*** Extract provided ***

Harrison Dillard, Buffalo Soldier And Olympic Gold Medalist, Dies At 96

Cleveland native and Olympic hero, Harrison Dillard, died on Friday afternoon. He was 96. 

Dillard grew up in Cleveland – like many young boys of the day –  idolizing larger-than-life African American sports stars, including Olympic sprinter Jesse Owens.

But Owens was more than a sports hero to Dillard. He was a neighbor who had preceded Dillard at East Tech High School, and at age 13, Dillard dreamed of emulating Owens, on the track and as a role model.

Focused on that target, Dillard set track records, won state titles in high school, and eventually won NCAA and 14 Amateur Athletic Union 120-yard and 220-yard hurdles races. He finished first in 82 consecutive hurdles races, a record that stood for more than 30 years and included matching two world records.

A Hero on the Battlefield

But between wins in track and field, his collegiate career was interrupted when he was drafted into the Army during World War II, serving in the famed all-black 92nd Infantry Division, also known as the Buffalo Soldiers.

In 2004, he spoke with ideastream's Dee Perry about what he gained in the military. "It was an enlightening and rewarding experience in many ways in many aspects," he said, adding, "the war itself changed all of our lives."

Dillard qualified as a sharpshooter and spent eight months slogging across Italy as the war wound down, seeing combat on several occasions. The 92nd is often credited with helping turn the tide in Italy.

Speaking with ideastream at his home in 2018, Dillard was, 70-plus years later, still coming to terms with the idea of being an American hero.

"In retrospect I guess, when you can put it into context, and think of the things that have happened, and what some people view as a hero, it makes a little more sense then. But when you’re going through it boy, all you want to do is get it over with, and get out of here," he said. 

From Baldwin-Wallace to Olympic Glory

Following the war, Dillard returned to Berea, Ohio. He chose not to attend Ohio State University, where his hero Owens had studied, deciding that the 140-mile distance was just too far from his beloved Cleveland.

He competed for a coach who’d befriended him at then Baldwin-Wallace College, now university. He became the first person in his family to attend college, eventually helping the track team there win the Ohio Athletic Conference championship, for the first time.

His fame came from what followed – going to the Olympic Games, representing the United States.

Harrison Dillard standing atop the podium at the 1948 Olympics in London after winning gold in the 100-meter race.
Harrison Dillard (center) at the top of the podium after winning gold in the 100-meter dash at the 1948 Olympics in London. [Baldwin-Wallace University]
He remains the only man to have won Olympic gold as a sprinter and hurdler, taking the 100-meter gold in 1948 and the 110-meter hurdles in 1952, with wins as part of the American relay teams as well.

***

▸ Activity list:
A: Say whether each statement agrees with the article on Harrison Dillard, giving yes or no and quoting the deciding words: (i) Dillard attended Ohio State University; (ii) Dillard served in the 92nd Infantry Division; (iii) Dillard won the 110-meter hurdles gold in 1948.
B: Output everything in the article on Harrison Dillard from "But Owens was" down to "a role model.".
The records placed after the article on Harrison Dillard are separate material and unrelated to it.

*** Record excerpts ***

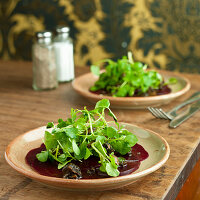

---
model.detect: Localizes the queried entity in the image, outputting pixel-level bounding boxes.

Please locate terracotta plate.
[5,123,170,191]
[72,73,190,109]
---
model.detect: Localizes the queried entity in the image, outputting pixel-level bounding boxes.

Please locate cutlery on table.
[148,92,200,128]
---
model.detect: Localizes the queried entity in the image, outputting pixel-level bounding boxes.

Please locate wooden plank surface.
[0,61,200,200]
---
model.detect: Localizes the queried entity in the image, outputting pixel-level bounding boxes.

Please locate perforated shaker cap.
[56,26,70,33]
[36,31,52,38]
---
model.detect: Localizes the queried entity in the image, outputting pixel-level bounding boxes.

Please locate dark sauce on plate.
[89,85,171,97]
[25,144,149,179]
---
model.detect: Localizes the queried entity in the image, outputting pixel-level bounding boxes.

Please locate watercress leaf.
[95,99,110,108]
[57,154,67,163]
[84,148,92,160]
[63,127,78,139]
[108,108,117,122]
[106,162,119,177]
[75,143,87,160]
[72,139,80,155]
[96,135,106,144]
[57,119,68,128]
[109,153,118,169]
[44,131,58,150]
[58,159,72,169]
[99,162,106,172]
[166,77,177,85]
[90,65,100,76]
[106,126,119,138]
[46,122,54,128]
[71,108,76,123]
[36,151,49,162]
[110,140,131,155]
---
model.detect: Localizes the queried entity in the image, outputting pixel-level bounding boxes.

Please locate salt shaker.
[32,31,58,90]
[54,26,74,82]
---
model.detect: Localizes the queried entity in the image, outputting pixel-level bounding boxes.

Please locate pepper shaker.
[54,26,74,82]
[32,31,58,90]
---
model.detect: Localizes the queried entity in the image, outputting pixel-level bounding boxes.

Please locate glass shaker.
[54,26,74,82]
[32,31,58,90]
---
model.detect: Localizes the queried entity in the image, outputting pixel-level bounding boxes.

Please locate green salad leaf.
[36,99,138,176]
[90,52,176,97]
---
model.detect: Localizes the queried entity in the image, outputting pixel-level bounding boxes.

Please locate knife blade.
[169,101,200,128]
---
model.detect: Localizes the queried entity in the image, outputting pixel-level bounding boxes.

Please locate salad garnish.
[36,99,138,177]
[90,52,177,97]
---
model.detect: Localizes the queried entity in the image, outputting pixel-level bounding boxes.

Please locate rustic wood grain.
[0,61,200,200]
[176,160,200,200]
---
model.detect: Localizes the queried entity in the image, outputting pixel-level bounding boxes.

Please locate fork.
[147,92,200,120]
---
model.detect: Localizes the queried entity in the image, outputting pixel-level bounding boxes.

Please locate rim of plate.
[72,72,191,102]
[5,122,170,184]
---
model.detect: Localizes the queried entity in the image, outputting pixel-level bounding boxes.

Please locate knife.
[169,101,200,128]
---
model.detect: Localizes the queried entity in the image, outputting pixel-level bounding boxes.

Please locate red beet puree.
[25,144,149,179]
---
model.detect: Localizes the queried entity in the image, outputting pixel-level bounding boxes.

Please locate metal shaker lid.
[56,26,70,33]
[36,31,52,38]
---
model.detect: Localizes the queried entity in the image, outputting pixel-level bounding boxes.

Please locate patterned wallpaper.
[0,0,200,73]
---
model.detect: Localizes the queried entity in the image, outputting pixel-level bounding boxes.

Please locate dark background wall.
[0,0,200,73]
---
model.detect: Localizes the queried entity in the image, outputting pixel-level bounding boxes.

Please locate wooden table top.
[0,61,200,200]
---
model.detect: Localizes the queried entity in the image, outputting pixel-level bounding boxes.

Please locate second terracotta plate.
[72,73,190,109]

***

▸ Solved tasks:
A:
(i) No: "He chose not to attend Ohio State University, where his hero Owens had studied"
(ii) Yes: "serving in the famed all-black 92nd Infantry Division, also known as the Buffalo Soldiers"
(iii) No: "taking the 100-meter gold in 1948 and the 110-meter hurdles in 1952"

B:
But Owens was more than a sports hero to Dillard. He was a neighbor who had preceded Dillard at East Tech High School, and at age 13, Dillard dreamed of emulating Owens, on the track and as a role model.